WHAT TO PRODUCE:
Could you output every one of the records below again, line for line and in their original order, with nothing altered?

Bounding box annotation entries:
■ ■ ■

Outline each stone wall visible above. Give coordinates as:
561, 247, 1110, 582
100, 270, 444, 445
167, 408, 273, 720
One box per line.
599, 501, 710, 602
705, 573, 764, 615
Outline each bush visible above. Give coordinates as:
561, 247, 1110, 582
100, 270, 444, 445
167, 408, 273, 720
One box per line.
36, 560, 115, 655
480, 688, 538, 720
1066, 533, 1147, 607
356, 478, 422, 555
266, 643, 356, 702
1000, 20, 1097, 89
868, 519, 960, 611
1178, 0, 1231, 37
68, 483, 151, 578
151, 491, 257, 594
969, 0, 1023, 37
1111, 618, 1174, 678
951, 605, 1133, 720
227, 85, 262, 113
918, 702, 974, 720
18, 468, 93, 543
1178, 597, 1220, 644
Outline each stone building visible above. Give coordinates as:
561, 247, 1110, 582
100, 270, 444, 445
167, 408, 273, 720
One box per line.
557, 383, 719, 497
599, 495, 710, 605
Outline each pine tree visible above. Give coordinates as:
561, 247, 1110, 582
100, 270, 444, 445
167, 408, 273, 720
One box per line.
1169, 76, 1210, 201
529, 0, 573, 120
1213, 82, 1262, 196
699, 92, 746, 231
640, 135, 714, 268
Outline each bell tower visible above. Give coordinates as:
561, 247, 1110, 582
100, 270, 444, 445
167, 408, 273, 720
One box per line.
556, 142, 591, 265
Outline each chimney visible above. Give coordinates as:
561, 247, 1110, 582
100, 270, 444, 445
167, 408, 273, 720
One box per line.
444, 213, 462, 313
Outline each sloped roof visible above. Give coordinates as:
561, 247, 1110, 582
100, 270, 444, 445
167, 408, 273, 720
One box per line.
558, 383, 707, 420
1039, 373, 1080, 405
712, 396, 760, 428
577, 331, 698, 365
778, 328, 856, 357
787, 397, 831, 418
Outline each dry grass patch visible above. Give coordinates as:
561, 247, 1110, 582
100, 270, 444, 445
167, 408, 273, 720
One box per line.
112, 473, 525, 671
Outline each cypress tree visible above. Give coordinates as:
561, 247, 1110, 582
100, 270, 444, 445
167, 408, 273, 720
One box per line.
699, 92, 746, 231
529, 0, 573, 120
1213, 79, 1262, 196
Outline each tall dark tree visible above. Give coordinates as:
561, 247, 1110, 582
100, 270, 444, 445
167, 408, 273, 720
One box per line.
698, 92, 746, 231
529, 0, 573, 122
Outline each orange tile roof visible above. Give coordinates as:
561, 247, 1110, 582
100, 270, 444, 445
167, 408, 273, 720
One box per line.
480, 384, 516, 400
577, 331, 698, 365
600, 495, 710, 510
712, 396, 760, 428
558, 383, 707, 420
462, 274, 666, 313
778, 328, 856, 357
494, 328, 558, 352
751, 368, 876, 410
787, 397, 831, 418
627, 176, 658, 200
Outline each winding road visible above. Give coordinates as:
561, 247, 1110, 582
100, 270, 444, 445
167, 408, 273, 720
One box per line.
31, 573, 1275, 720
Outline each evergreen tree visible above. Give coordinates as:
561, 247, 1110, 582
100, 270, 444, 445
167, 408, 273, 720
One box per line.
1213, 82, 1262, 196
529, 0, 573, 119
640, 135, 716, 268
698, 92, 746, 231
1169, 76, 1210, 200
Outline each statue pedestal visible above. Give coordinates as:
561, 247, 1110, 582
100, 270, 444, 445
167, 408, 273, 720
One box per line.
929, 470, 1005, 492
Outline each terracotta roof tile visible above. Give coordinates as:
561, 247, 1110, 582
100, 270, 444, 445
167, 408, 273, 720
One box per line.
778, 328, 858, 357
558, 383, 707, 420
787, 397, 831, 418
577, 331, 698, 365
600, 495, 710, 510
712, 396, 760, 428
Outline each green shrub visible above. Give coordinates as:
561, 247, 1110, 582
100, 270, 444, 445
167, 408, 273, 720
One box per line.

■ ■ ■

EXPECTED ANSWER:
Outline each stone wall visible above. Give coordinates as:
561, 247, 1110, 582
100, 270, 444, 445
167, 408, 273, 720
One box per line.
599, 501, 710, 602
705, 573, 764, 615
Outline each bush visible above. Give coordinates as:
561, 247, 1110, 582
100, 270, 444, 445
167, 408, 273, 720
One box per line.
36, 560, 115, 655
480, 688, 538, 720
1066, 533, 1147, 607
356, 478, 422, 555
266, 643, 356, 702
1000, 20, 1097, 89
868, 519, 960, 611
1178, 0, 1231, 37
68, 483, 151, 578
151, 491, 257, 594
969, 0, 1023, 37
1111, 618, 1174, 678
951, 605, 1133, 720
227, 85, 262, 113
918, 702, 974, 720
18, 468, 93, 543
1178, 597, 1220, 644
Outline each stone building visible above. Give coordinates as:
561, 247, 1110, 582
100, 270, 444, 445
167, 408, 273, 720
One box per line.
557, 383, 719, 497
599, 495, 710, 605
Outline each pine tree visible above. Give coordinates as:
561, 247, 1110, 582
100, 270, 444, 445
167, 408, 273, 720
One box per line.
1169, 76, 1210, 201
529, 0, 573, 120
1213, 82, 1262, 196
699, 92, 746, 231
640, 135, 714, 268
Outline each bell tower visible above. Give coordinates as:
561, 247, 1110, 582
100, 270, 444, 445
167, 408, 273, 720
One box per line.
556, 142, 591, 265
Outline each chimney visible above. Give coordinates as:
561, 247, 1110, 582
100, 270, 444, 445
167, 408, 273, 720
One box per line.
444, 213, 462, 313
Outline each sloped roof visible above. Give coordinates as:
561, 247, 1110, 582
100, 270, 444, 445
167, 408, 273, 720
One box per line.
558, 383, 707, 420
1039, 373, 1080, 405
712, 396, 760, 428
577, 331, 698, 365
778, 328, 856, 357
787, 397, 831, 418
Outline each dry grass patch visible above. Give coordinates as:
561, 247, 1110, 582
100, 270, 444, 445
167, 408, 273, 720
One box per line.
112, 473, 525, 671
Outline each cypress tree visible above. Give coordinates as:
561, 247, 1110, 582
100, 270, 444, 445
167, 408, 273, 720
One box per line.
699, 92, 746, 231
529, 0, 573, 120
1213, 79, 1262, 196
Outline each tall dark tree visible above. Give coordinates as:
561, 247, 1110, 582
100, 270, 444, 445
167, 408, 273, 720
One box per line.
698, 92, 746, 231
529, 0, 573, 122
Outline each orange tile roof visible above. Give coordinates as:
561, 247, 1110, 582
100, 270, 444, 445
167, 408, 273, 720
One box per line.
480, 384, 516, 400
577, 331, 698, 365
600, 495, 710, 510
712, 396, 760, 428
558, 383, 707, 420
462, 274, 666, 313
778, 328, 856, 357
494, 328, 558, 352
751, 368, 876, 410
787, 397, 831, 418
627, 176, 658, 200
Outline each winding road visible above. Give coordinates as:
561, 247, 1110, 582
100, 270, 444, 445
167, 408, 273, 720
One box per line.
31, 573, 1275, 720
Outline each evergreen tree visible above. Give coordinates as:
561, 247, 1110, 582
100, 270, 444, 445
167, 408, 273, 720
One box per line.
1213, 82, 1262, 196
529, 0, 573, 119
640, 135, 716, 268
698, 92, 746, 231
1169, 76, 1210, 200
Outline each statue pedestal visible above. Give coordinates as:
561, 247, 1110, 582
100, 270, 444, 445
167, 408, 273, 720
One box per line.
929, 470, 1005, 492
Outline each terracotta roof tile visible above. Give coordinates as:
561, 247, 1110, 582
100, 270, 444, 445
167, 408, 273, 720
One box per line.
778, 328, 858, 357
558, 383, 707, 420
787, 397, 831, 418
577, 331, 698, 365
600, 495, 710, 510
712, 396, 760, 428
Outline each green shrub visible above. Give coordinates as:
561, 247, 1110, 582
100, 270, 444, 445
167, 408, 273, 720
One box per line.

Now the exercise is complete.